__QUOTED PASSAGE__
########################################

Rapid Multidomain Recovery Following a Brief Trauma-Focused Intervention in a High-Functioning Clinician with Elevated Adverse Childhood Experiences: A Multimodal Neurophysiological Case Study

Author: Daniel M. Jarvis
Affiliation: Tactical Resiliency USA / Healing the Hero USA
Correspondence: dan@healingthehero.org / (863) 221-6304

Abstract

Background: Trauma-related disorders remain highly prevalent among both clinical populations and mental health professionals, particularly those with elevated Adverse Childhood Experiences (ACEs). While existing treatments demonstrate efficacy over extended timelines, there is limited evidence examining rapid recovery across both subjective and objective neurophysiological domains.

Objective: To evaluate psychological, neurocognitive, and physiological changes in a 45-year-old civilian Licensed Professional Counselor (LPC) with 20 years of clinical experience and high ACE exposure (ACE score = 6) following a brief trauma-focused intervention, Trauma Resiliency Protocol–Peer Rescue (TRP-PR).

########################################

__SOURCE MATERIAL__
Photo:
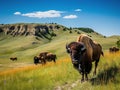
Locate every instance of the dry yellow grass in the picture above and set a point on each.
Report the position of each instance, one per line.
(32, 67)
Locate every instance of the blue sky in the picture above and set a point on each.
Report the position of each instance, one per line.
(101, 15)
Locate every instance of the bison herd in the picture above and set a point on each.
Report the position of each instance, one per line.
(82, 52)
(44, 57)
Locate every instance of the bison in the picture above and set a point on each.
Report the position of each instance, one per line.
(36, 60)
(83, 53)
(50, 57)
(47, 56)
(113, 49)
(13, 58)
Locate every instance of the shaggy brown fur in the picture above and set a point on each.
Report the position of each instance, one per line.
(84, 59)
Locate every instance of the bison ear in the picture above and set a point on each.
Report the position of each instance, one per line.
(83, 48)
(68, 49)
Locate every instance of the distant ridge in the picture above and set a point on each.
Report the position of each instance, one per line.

########################################

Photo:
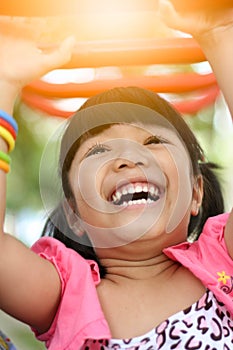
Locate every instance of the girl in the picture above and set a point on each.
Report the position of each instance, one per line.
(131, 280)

########################################

__TASKS__
a: Please reproduce word for word the part of the case study abstract that starts at the words "Author: Daniel M. Jarvis" and ends after "objective neurophysiological domains.".
b: Carry on the abstract of the clinician trauma case study after its last sentence.

__TASK ANSWERS__
a:
Author: Daniel M. Jarvis
Affiliation: Tactical Resiliency USA / Healing the Hero USA
Correspondence: dan@healingthehero.org / (863) 221-6304

Abstract

Background: Trauma-related disorders remain highly prevalent among both clinical populations and mental health professionals, particularly those with elevated Adverse Childhood Experiences (ACEs). While existing treatments demonstrate efficacy over extended timelines, there is limited evidence examining rapid recovery across both subjective and objective neurophysiological domains.

b:
Methods: A single-case, pre-post design was employed. Outcome measures included validated psychometrics (PCL-5, PHQ-9, GAD-7), quantitative electroencephalography (qEEG), event-related potentials (ERP: P300a, P300b, N100), heart rate variability (HRV), and a standardized neurocognitive screener (Evoke Neuroscience). The participant completed three sessions of TRP-PR.

Results: Baseline measures indicated severe PTSD (PCL-5 = 54), mild depression (PHQ-9 = 5), and moderate anxiety (GAD-7 = 12). Post-intervention scores reduced to zero across all psychometric instruments. Neurocognitive global performance improved from 70% to 100%, with marked gains in executive function, affect regulation, and language fluency. ERP indices suggested improved higher-order processing efficiency and stable sensory gating. HRV indices demonstrated normalization within reference ranges, indicating improved autonomic regulation.

Conclusions: This case demonstrates rapid, cross-domain improvements following a brief intervention in an individual with cumulative trauma exposure. Findings support further controlled investigation into mechanisms of rapid emotional and cognitive recalibration, while highlighting the need for larger samples and longitudinal follow-up.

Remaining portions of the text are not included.